SOURCE TEXT:
*****

Those pictures are just too cute!! :wub: Looks like she had a wonderful party. You have a beautiful family!


----------



## Lacie's Mom (Oct 11, 2006)

What fabulous pictures!!!!! Looks like fun was had by all. I love the family picture. So sweet.


----------



## mary-anderson (Jan 12, 2010)

We can't thank you enough for all your wonderful comments. It seems we have a lot of Birthdays coming up in September both human and fluffs.
Maybe it's time for a Hawaii Meetup. :thumbsup:


----------



## Snowbody (Jan 3, 2009)

mary-anderson said:


> We can't thank you enough for all your wonderful comments. It seems we have a lot of Birthdays coming up in September both human and fluffs.
> Maybe it's time for a Hawaii Meetup. :thumbsup:


I'm there for that idea.:chili: If only!! :innocent: Funny, I just got an offer from Hilton vacation club yesterday to stay at one of their properties on the Big Island for a reduced rate but I was afraid the airfare would be insane so didn't take them up on it Maybe I'll think about Home Exchange again. We'd love to party at your house


----------



## KAG (Jun 1, 2006)

Absolutely adorable. Mary, you and your Family are beautiful.
xoxoxoxox


----------



## momtoboo (Jan 30, 2006)

That is a fabulous party & awesome pictures.:aktion033: Chloe is so pretty in her new dress. You sure know how to throw a great birthday party for the furkids.


----------



## revakb2 (Sep 8, 2006)

What great pictures. Glad everyone had a good time.


----------



## Johita (Jul 10, 2009)

Great pics! I love the the whole black and white decour and matching pups!! Great party!


----------



## chichi (Apr 12, 2007)

Those are just the cutest pictures. How did you get them all to stay still at the same time??? Awesome!!


----------



## newlove (Aug 18, 2010)

OMG...too cute!!! thank you for sharing these


----------



## mary-anderson (Jan 12, 2010)

Since everyone is wondering how I got them to sit at the
table together for a picture. I'm going to tell you it 
was just LUCK!!!:HistericalSmiley::HistericalSmiley:. I had the camera ready my dh and friends put 
the kids in the chairs. I also had to move the plates 
forward because of the treats. Trust me my little
kids are not very well trained but I love them.:wub:


----------



## CeeCee's Mom (Sep 14, 2006)

*****

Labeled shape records
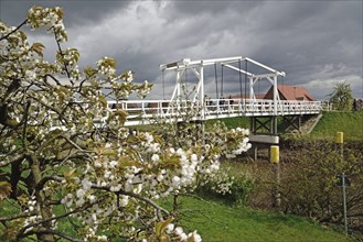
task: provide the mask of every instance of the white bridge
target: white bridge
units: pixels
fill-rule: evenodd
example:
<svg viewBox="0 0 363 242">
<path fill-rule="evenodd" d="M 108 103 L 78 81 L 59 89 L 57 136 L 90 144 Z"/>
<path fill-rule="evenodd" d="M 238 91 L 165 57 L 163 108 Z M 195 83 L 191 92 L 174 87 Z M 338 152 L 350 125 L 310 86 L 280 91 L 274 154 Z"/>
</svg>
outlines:
<svg viewBox="0 0 363 242">
<path fill-rule="evenodd" d="M 116 101 L 109 101 L 110 111 Z M 190 102 L 185 100 L 170 102 L 164 100 L 119 101 L 118 108 L 128 112 L 125 125 L 140 125 L 189 120 L 202 121 L 232 117 L 275 117 L 318 114 L 320 101 L 291 101 L 266 99 L 210 99 L 209 102 Z M 277 110 L 275 110 L 277 108 Z M 105 117 L 107 119 L 107 117 Z"/>
<path fill-rule="evenodd" d="M 246 64 L 242 68 L 242 63 Z M 247 70 L 247 63 L 261 69 L 263 74 L 253 74 Z M 204 67 L 222 66 L 235 70 L 239 75 L 239 88 L 242 90 L 242 75 L 248 81 L 248 98 L 216 99 L 206 98 L 204 95 Z M 261 63 L 248 57 L 227 57 L 214 59 L 191 61 L 182 59 L 180 62 L 160 65 L 162 73 L 166 70 L 175 70 L 177 81 L 170 100 L 128 100 L 128 101 L 108 101 L 109 111 L 121 109 L 128 112 L 125 125 L 140 125 L 156 123 L 159 120 L 175 122 L 183 120 L 205 121 L 210 119 L 223 119 L 232 117 L 278 117 L 278 116 L 303 116 L 318 114 L 322 110 L 320 101 L 297 101 L 280 100 L 277 80 L 278 77 L 285 77 L 284 72 L 273 69 Z M 183 77 L 186 70 L 197 78 L 194 92 L 191 98 L 183 99 Z M 274 87 L 271 100 L 256 99 L 254 87 L 260 80 L 268 80 Z M 217 87 L 217 85 L 216 85 Z M 246 91 L 246 90 L 245 90 Z M 242 95 L 241 95 L 242 96 Z M 107 117 L 102 118 L 107 119 Z"/>
</svg>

*****

CHALLENGES:
a. Starting at the beginning of the listing and ending with the line that contains "116 101 L 109", write it out again with "white bridge" swapped for "stone bridge" and nothing else changed. Leave the pictures out.
b. Continue the forum thread about the birthday party pictures from the point where it stops.
The forum thread and the listing come from unrelated sources.

RESULTS FOR THE EXERCISE:
a.
task: provide the mask of every instance of the stone bridge
target: stone bridge
units: pixels
fill-rule: evenodd
example:
<svg viewBox="0 0 363 242">
<path fill-rule="evenodd" d="M 108 103 L 78 81 L 59 89 L 57 136 L 90 144 Z"/>
<path fill-rule="evenodd" d="M 238 91 L 165 57 L 163 108 Z M 195 83 L 191 92 L 174 87 Z M 338 152 L 350 125 L 310 86 L 280 91 L 274 154 Z"/>
</svg>
outlines:
<svg viewBox="0 0 363 242">
<path fill-rule="evenodd" d="M 116 101 L 109 101 L 110 111 Z M 190 102 L 185 100 L 170 102 L 164 100 L 119 101 L 118 108 L 128 112 L 125 125 L 140 125 L 189 120 L 202 121 L 232 117 L 275 117 L 318 114 L 320 101 L 291 101 L 266 99 L 210 99 L 209 102 Z M 277 110 L 275 110 L 277 108 Z M 105 117 L 107 119 L 107 117 Z"/>

b.
That is one of the best birthday party pics I have ever seen!!! So adorable and the pic of them sitting in the chairs at the table was sooooo unique!! Then they got down to business and ate all their treats.....love it!!! Thanks for sharing such great birthday pics......:chili::chili::chili:


----------



## Canada (Jun 4, 2009)

Amazing pics!
That is incredible that they all sat so nicely for their cake!
Pretty party dresses, too!


----------



## njdrake (Apr 23, 2007)

What a great party! 
Loved the pictures!


----------



## Dixie's Mama (Mar 19, 2008)

Well I think it's official Mary. Those are the best darned puppy party pictures ever!! Fantastic!! I loved each & every picture, the way Chloe told her story and the party you threw for the birthday girl. You have four adorable babies there. As everyone has said I can't believe they sat still all together for the picture at the table. Libby is a hoot, what a great big smile on that cute little face. Happy Birthday belatedly Chloe. You looked lovely in your pretty dress and bow to match by Marj. Your sister and brothers looked wonderful in their clothes too. A very lovely and happy family.:aktion033::aktion033:


----------



## mary-anderson (Jan 12, 2010)

It's so very heartwarming to read everyones comments. Thank you
so very much. :wub:


----------



## glamourdog (Apr 17, 2004)

This is the greatest real party picture I have ever seen!!


----------



## Nissa Fiona (Nov 4, 2007)

What great pictures! You did a fabulous job with the party! Thank you so much for sharing the pictures!


----------



## malteseboy22 (May 25, 2010)

Oh yes the party pics are great I like how they are on the table with their behind to the camera too funny. Your a good mummy and they look very happy. Lynda and Max


----------



## Katkoota (Feb 18, 2006)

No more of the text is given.